- _What is required_
Among the lines below, some may hold the word "water"; state how many do, giving only the number.

[Referring expression data]

↓↓↓

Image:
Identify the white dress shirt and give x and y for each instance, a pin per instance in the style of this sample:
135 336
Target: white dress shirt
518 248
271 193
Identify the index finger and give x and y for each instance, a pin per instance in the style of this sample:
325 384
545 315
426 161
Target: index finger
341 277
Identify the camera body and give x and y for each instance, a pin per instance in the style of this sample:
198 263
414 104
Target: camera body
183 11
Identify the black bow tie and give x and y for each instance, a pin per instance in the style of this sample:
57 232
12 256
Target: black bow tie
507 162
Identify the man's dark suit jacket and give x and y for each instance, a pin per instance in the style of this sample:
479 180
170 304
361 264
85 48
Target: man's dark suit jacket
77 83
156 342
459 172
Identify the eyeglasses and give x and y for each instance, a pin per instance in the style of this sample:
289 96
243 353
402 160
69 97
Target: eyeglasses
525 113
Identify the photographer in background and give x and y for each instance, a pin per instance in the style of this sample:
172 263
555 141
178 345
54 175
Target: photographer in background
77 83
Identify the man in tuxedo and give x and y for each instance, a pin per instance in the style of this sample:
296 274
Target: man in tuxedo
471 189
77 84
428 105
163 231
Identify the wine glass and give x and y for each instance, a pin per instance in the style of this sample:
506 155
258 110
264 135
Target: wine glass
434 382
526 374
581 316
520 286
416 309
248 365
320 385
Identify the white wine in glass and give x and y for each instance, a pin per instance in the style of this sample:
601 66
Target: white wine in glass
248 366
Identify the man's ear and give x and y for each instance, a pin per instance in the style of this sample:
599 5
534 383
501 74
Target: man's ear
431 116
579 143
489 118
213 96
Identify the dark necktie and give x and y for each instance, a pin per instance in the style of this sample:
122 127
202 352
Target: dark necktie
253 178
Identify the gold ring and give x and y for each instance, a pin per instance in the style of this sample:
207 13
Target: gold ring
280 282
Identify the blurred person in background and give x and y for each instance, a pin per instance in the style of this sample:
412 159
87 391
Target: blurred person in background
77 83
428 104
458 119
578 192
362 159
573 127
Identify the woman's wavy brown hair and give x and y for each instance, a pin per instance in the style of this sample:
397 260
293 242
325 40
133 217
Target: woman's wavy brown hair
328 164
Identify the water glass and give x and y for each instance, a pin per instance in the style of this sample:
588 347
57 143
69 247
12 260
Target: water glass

↑↑↑

- _Expected answer_
2